This is not my first Dart project, we use Dart in Mixbook (where I work) pretty heavily, mostly for various client-side projects, but we also have some microservices on backend written in Dart as well. I love Dart, but like with any technology, using it is a tradeoff. It has its own pros (great async support, amazing tooling and ecosystem, staticly typed, but interpreted – no compile time) and cons (type system is not strict enough, IMHO, also a bit conservative for a modern language, i.e. where are my non-nullable types, method generics and immutable value objects?! :)), but for me pros outweight cons, so I use it a lot, and actually pretty happy with it.

The requirements for http://www.dartdocs.org were pretty simple – the infrastructure for generating docs for the Dart pub ecosystem, which is:

  • Efficient – should use the available computing resources efficiently, avoid unnecessary work
  • Scalable – allows to regenerate the documentation for the whole Dart ecosystem quickly (which is thousands and thousands Dart packages), within several hours, in case there is a new version of dartdoc tool.
  • Reliable – should work unattended, restore itself in case of failures, and should be easy to debug in case of failures.

These requirements describe pretty much any web service you usually write :) So, I’ll describe several tricks below I used in dartdocs to achieve these.

Efficiency

As I already said, Dart has really nice async support, for me this is one of its killer features. Futures and Streams were added to SDK from the very early versions, which means all the packages just use the SDK’s ones, and nobody tries to reinvent their own implementations of Futures or Streams. And this is a big deal! A lot of packages are built with concurrency support as well, methods return Futures and Streams, and that makes these packages composable with each other, since every package uses the same implementation of Futures and Streams. Web frameworks, database drivers, unit test packages, file system tools, loggers, http libraries, socket handling, etc – all of them usually support concurrency and non-blocking operations. This allows us to build event-based fully concurrent web services pretty easily (especially after adding async/await support in Dart 1.9!)

**DATASET RECORDS:**
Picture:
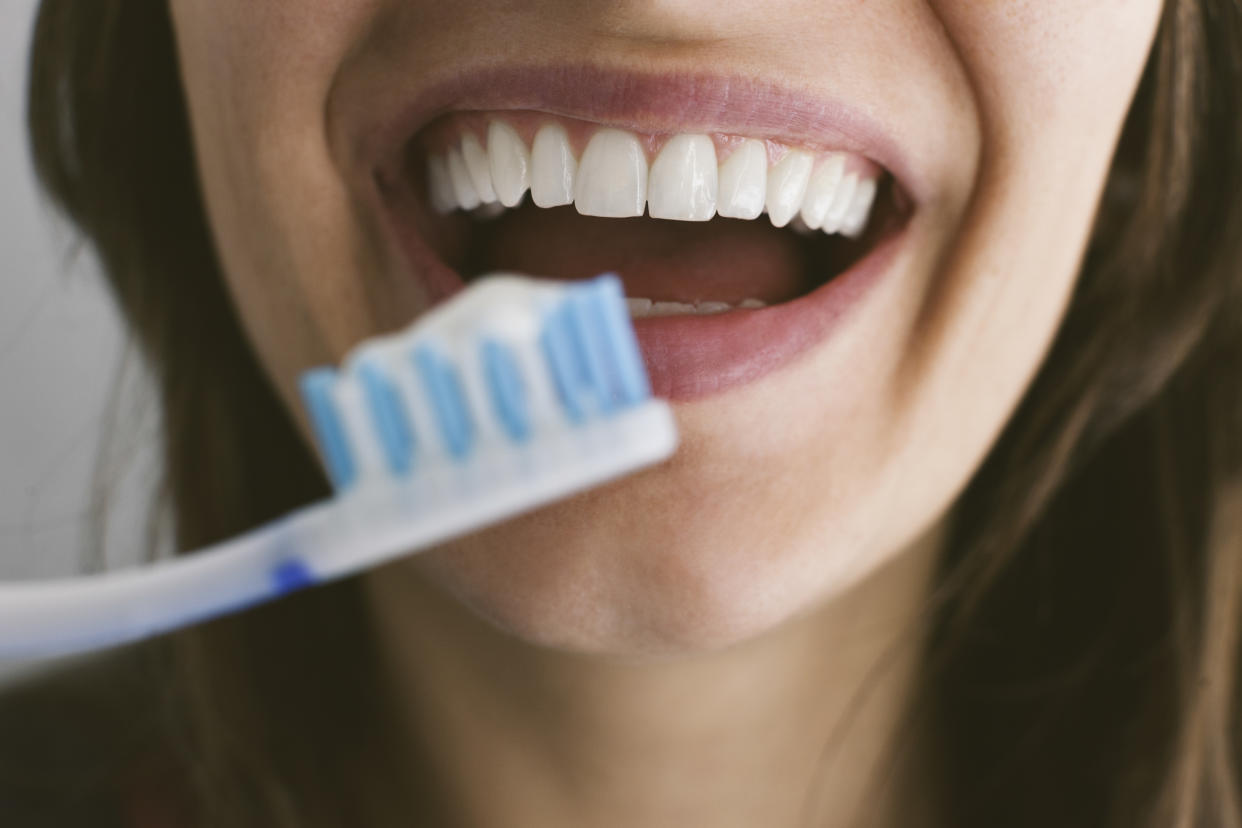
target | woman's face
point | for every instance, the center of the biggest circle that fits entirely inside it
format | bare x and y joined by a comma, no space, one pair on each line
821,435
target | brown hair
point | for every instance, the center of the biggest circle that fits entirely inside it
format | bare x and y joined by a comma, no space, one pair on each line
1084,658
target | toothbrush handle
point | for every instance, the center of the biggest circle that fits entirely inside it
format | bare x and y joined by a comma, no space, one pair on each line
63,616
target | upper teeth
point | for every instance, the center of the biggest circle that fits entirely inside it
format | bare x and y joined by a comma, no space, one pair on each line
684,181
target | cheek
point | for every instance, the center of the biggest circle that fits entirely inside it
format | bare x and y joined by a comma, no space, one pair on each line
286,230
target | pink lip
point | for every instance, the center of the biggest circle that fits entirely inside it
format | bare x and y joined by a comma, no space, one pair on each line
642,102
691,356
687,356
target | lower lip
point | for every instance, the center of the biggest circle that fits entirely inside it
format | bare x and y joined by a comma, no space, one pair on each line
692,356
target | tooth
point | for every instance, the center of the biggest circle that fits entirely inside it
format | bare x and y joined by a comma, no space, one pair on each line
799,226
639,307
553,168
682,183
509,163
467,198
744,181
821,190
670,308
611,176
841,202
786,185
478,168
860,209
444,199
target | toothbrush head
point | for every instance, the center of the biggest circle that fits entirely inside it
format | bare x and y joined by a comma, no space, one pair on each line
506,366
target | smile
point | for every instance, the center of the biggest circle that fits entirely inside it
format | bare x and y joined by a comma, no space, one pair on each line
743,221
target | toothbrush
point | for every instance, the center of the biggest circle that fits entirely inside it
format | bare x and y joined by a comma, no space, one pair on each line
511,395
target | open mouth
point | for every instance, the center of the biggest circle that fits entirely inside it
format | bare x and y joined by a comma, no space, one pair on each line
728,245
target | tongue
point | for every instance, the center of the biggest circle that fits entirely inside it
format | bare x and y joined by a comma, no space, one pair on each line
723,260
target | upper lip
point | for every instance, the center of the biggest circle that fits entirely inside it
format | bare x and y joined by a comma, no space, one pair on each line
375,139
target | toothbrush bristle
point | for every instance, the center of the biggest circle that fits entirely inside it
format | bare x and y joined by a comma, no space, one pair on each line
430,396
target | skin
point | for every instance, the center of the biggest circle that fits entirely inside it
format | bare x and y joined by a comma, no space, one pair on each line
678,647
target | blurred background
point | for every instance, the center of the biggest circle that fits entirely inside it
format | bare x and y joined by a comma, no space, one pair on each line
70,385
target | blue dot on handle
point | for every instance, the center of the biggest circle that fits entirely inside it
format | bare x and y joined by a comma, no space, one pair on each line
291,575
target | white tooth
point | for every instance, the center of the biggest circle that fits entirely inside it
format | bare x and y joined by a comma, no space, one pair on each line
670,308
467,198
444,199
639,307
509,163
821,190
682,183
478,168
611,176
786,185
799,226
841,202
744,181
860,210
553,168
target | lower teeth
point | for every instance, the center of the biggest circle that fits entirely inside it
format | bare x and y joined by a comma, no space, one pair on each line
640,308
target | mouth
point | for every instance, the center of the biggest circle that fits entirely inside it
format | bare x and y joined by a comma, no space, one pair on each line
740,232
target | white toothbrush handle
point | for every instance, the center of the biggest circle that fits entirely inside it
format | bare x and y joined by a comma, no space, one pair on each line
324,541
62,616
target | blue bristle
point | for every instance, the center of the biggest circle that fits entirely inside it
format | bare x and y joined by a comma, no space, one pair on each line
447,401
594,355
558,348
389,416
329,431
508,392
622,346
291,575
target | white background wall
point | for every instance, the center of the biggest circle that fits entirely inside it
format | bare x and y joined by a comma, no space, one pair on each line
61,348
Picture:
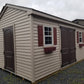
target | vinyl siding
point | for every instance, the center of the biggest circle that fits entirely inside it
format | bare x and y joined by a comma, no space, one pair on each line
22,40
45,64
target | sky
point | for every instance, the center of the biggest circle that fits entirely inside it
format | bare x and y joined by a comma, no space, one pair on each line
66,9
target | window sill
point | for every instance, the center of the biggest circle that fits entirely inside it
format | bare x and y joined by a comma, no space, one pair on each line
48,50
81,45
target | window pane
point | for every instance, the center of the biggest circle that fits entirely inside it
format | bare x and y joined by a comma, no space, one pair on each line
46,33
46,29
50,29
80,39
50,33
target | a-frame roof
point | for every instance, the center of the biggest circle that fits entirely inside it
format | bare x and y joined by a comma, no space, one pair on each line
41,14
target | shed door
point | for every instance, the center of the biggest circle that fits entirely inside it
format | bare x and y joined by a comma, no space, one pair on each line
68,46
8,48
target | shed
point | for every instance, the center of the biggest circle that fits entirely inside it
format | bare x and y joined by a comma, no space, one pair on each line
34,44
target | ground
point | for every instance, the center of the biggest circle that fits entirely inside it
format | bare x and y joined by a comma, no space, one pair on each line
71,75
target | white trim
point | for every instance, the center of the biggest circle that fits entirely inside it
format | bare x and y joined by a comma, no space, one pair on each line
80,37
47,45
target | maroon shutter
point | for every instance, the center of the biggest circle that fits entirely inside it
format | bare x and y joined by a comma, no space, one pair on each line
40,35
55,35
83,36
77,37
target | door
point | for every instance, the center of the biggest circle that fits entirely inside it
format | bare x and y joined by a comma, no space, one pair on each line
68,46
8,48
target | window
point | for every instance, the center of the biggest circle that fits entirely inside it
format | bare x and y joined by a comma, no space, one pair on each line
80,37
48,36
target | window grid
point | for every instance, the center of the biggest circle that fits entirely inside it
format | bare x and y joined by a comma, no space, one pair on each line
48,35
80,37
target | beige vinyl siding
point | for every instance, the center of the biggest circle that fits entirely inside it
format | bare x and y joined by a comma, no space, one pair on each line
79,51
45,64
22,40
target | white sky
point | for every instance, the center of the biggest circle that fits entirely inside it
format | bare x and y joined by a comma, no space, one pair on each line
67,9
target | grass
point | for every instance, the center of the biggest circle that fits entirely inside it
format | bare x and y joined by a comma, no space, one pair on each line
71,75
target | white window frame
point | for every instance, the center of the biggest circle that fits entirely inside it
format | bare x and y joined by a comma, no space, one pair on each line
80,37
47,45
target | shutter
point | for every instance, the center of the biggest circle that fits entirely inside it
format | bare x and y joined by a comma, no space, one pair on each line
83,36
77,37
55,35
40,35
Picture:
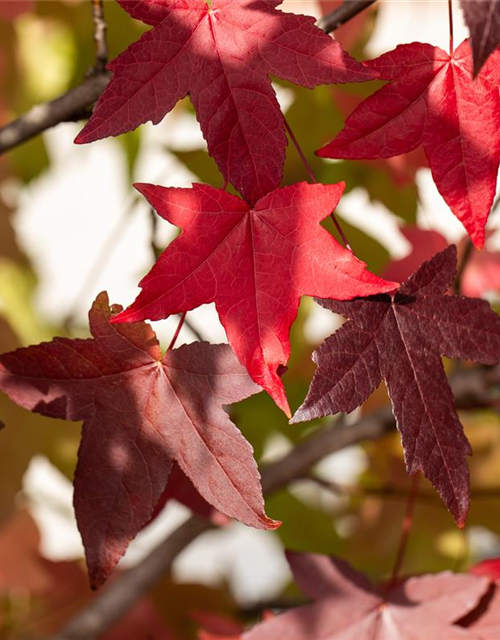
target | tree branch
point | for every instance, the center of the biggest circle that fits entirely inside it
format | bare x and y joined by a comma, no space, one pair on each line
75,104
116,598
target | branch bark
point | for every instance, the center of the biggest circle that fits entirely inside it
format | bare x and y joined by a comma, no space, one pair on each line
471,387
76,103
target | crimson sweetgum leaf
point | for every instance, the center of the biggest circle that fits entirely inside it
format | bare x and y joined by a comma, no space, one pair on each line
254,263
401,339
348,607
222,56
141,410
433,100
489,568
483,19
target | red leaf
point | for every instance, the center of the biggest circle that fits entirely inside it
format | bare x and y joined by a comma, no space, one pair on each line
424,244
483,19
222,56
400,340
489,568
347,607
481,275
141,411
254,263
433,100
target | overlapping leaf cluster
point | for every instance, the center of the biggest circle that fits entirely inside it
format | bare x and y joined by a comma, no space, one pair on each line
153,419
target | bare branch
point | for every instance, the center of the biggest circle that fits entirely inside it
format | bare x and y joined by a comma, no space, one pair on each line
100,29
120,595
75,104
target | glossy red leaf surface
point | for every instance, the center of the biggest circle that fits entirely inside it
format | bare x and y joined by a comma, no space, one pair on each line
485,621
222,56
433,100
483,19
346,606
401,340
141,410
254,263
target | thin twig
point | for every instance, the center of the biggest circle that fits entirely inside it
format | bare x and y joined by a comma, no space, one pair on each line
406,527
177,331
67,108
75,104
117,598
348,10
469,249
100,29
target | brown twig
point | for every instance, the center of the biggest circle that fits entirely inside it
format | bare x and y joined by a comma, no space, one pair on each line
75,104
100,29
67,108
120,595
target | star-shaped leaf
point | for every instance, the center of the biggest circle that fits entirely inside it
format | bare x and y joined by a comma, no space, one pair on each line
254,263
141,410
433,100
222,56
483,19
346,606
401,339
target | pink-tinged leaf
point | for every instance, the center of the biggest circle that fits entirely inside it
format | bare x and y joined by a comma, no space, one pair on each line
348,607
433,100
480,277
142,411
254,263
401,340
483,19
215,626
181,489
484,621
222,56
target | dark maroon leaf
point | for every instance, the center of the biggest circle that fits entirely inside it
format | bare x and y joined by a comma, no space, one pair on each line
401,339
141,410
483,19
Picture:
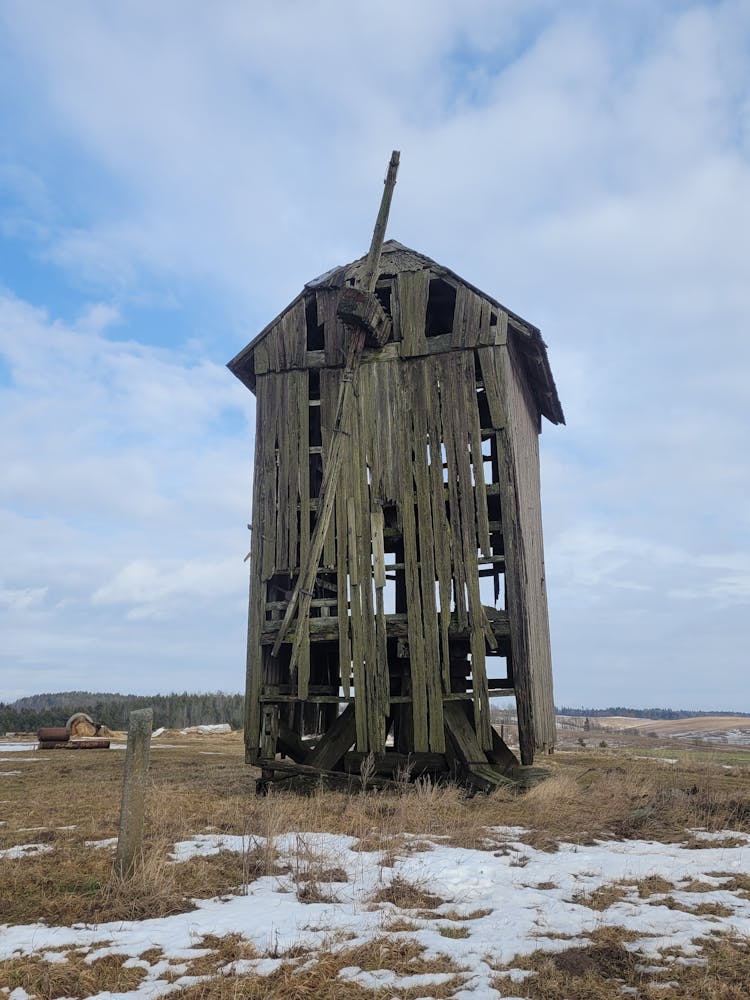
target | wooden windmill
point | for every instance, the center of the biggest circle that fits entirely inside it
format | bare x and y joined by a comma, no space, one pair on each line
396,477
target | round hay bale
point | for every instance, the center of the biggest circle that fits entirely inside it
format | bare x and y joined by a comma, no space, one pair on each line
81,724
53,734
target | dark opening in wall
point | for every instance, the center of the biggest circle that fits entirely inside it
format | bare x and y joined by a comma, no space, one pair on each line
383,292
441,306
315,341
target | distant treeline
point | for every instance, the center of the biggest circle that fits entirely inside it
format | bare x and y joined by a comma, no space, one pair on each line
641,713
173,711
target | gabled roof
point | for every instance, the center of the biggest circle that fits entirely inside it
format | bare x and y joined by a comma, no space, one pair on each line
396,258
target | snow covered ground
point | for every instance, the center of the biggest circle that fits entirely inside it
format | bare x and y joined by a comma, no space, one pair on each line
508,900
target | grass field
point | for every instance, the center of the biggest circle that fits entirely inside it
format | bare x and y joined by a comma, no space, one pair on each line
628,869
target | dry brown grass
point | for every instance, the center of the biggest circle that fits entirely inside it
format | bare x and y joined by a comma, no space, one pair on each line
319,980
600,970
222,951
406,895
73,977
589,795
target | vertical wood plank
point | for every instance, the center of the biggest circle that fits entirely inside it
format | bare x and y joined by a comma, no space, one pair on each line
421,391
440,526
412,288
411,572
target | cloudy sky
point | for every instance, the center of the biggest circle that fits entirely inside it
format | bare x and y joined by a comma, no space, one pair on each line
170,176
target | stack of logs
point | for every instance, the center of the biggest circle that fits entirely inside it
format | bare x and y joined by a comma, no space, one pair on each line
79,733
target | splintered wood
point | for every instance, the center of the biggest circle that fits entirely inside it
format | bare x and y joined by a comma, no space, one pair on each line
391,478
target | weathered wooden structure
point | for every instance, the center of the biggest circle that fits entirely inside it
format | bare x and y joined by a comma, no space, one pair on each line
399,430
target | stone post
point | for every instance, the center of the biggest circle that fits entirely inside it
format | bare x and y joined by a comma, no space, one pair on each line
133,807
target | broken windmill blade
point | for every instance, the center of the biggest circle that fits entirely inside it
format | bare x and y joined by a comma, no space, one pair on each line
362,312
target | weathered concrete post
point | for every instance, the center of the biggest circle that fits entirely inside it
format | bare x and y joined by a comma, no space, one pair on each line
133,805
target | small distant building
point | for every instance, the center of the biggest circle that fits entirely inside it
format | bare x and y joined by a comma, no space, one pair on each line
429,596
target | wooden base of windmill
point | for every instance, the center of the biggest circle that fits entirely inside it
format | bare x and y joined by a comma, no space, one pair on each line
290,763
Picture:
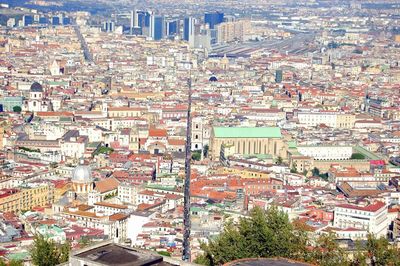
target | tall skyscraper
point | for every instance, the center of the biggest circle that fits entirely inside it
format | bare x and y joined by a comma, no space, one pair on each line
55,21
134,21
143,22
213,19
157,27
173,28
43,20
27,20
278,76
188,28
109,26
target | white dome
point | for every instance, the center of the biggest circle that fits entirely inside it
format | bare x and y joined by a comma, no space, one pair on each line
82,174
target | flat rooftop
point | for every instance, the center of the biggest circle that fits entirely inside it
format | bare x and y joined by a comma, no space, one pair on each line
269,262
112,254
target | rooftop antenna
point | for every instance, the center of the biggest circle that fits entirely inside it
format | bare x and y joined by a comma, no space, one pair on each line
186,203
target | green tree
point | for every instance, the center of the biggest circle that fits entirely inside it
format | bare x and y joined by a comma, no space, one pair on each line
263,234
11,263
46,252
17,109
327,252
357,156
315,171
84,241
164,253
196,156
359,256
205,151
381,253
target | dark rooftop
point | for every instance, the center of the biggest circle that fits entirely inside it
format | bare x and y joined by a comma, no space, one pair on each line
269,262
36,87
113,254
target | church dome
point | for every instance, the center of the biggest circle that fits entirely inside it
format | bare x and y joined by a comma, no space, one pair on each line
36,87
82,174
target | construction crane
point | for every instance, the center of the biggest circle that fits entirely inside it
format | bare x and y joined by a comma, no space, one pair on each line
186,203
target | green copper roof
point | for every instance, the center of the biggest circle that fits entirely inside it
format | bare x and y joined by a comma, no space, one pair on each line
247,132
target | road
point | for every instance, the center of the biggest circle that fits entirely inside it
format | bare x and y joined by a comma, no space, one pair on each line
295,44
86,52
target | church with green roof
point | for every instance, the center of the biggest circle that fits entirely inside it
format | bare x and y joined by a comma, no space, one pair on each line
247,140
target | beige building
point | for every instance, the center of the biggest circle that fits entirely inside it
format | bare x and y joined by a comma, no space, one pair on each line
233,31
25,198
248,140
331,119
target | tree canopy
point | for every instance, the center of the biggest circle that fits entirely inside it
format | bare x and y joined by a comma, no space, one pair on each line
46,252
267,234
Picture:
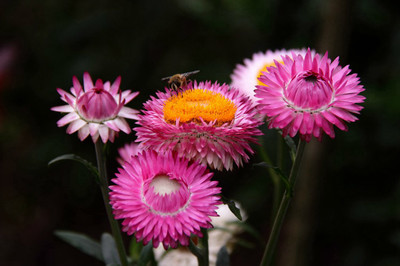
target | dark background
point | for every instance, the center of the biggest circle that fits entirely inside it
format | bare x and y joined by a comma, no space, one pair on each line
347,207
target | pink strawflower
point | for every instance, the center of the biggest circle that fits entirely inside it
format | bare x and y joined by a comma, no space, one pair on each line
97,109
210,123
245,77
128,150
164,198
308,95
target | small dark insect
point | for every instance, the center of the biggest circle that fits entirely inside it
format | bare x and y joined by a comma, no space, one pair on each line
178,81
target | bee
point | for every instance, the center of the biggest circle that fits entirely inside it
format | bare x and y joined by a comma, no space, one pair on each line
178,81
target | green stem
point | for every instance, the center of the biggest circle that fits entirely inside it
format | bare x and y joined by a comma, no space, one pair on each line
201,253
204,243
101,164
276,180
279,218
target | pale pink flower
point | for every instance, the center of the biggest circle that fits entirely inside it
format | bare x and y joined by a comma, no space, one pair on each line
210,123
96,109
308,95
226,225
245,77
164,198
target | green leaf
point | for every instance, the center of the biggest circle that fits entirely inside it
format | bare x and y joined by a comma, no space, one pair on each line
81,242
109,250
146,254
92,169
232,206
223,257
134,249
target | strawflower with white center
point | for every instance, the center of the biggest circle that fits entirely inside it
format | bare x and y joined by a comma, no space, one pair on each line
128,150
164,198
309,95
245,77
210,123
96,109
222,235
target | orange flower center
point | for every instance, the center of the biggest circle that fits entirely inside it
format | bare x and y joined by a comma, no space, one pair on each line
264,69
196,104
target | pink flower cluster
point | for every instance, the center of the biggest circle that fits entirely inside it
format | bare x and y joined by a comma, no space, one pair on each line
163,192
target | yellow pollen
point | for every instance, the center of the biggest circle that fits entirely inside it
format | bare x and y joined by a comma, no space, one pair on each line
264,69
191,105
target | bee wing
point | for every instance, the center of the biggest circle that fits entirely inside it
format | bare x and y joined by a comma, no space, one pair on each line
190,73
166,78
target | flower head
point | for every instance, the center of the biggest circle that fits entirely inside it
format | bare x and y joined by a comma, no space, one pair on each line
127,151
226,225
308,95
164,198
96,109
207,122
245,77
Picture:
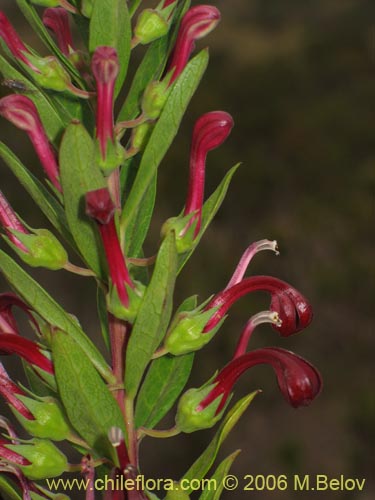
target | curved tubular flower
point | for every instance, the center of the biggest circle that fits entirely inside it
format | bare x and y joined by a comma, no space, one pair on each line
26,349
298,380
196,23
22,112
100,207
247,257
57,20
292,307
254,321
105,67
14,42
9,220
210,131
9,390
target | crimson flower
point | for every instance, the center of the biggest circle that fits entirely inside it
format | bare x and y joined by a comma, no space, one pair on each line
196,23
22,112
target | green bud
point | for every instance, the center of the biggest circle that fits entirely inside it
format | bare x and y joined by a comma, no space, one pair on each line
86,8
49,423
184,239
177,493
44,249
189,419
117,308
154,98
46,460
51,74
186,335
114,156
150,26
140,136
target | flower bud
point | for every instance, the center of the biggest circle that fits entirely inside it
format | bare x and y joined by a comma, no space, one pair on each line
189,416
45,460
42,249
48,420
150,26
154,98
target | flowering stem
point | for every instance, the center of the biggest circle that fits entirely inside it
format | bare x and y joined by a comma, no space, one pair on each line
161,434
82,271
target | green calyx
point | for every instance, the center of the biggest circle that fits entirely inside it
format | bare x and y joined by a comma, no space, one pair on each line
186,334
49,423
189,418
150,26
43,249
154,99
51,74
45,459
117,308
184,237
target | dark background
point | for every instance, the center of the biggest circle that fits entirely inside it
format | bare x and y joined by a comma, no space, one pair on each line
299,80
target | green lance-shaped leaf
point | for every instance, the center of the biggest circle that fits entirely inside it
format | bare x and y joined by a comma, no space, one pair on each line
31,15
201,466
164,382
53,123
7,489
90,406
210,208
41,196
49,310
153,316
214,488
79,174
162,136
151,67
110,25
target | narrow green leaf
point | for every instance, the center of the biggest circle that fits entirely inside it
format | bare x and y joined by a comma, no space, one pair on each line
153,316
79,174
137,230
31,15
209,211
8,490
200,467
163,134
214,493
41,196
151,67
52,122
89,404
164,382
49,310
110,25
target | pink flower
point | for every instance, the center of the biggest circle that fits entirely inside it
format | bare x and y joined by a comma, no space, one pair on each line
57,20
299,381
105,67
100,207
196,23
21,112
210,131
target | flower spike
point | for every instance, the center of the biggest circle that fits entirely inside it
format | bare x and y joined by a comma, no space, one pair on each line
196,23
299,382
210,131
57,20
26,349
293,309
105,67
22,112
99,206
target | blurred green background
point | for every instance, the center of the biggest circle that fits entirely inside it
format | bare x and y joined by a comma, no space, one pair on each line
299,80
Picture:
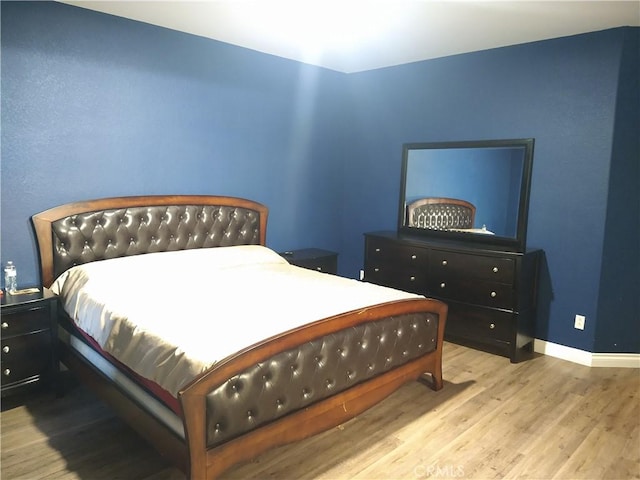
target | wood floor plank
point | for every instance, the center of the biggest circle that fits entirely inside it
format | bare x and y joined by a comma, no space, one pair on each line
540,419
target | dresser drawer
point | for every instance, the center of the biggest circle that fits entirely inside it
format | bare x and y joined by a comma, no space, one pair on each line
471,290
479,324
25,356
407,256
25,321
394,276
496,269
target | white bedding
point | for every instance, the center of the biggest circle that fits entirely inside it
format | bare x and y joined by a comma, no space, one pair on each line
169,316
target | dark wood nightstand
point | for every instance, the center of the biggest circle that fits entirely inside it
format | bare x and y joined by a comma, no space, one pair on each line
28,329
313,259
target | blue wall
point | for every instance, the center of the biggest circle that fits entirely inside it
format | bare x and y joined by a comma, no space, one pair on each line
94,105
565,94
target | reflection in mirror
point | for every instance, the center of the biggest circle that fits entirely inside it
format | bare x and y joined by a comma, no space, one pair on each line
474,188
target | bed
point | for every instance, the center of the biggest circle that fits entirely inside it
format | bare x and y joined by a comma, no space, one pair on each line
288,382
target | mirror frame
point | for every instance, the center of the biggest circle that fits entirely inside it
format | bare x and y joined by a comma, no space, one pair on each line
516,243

**OBJECTIVES:**
1. For the Dart excerpt, state whether each statement agrees with the text, answering yes or no and quoting the words that decide it: (a) async/await support arrived in Dart 1.9; (b) the scalability goal is to regenerate the whole ecosystem's documentation within several days; (c) Futures and Streams were added to the SDK only in recent versions.
2. Edit the records from the line with "target | white bedding" to the end of the records, replacing "blue wall" with "painted wall" and changing nothing else.
The text and the records have no connection to each other.

**ANSWERS TO THE PROBLEMS:**
1.
(a) Yes: "especially after adding async/await support in Dart 1.9!"
(b) No: "within several hours"
(c) No: "Futures and Streams were added to SDK from the very early versions"

2.
target | white bedding
point | for every instance, the center of the biggest circle that fits entirely inside it
format | bare x and y joined by a comma, no space, one pair on each line
169,316
target | dark wood nightstand
point | for every instance, the center of the biggest circle that fits entirely inside it
format | bare x and y joined by a comma, no space, one pair on each line
28,329
313,259
target | painted wall
point | for every instance, the center of the biggest circle that fits entirely inside it
format | bare x and y joined by a comma, no space, one pair on each line
94,105
565,94
target | reflection in mirror
point | for every instance, the center of the biggest circle that fits entirely inside it
format | bare x and y joined by a comma, no space, one pair on each line
474,188
target | bed
point | for every instance, the center of the biggest circle that fits entirely inside it
format | bare x and y joined by a comma, no space, one pair on each line
288,382
target | mirror frame
point | for every instance, the center of the biggest circle that fits entirely inside it
format | bare x and y joined by a comma, no space, one pair on each line
516,243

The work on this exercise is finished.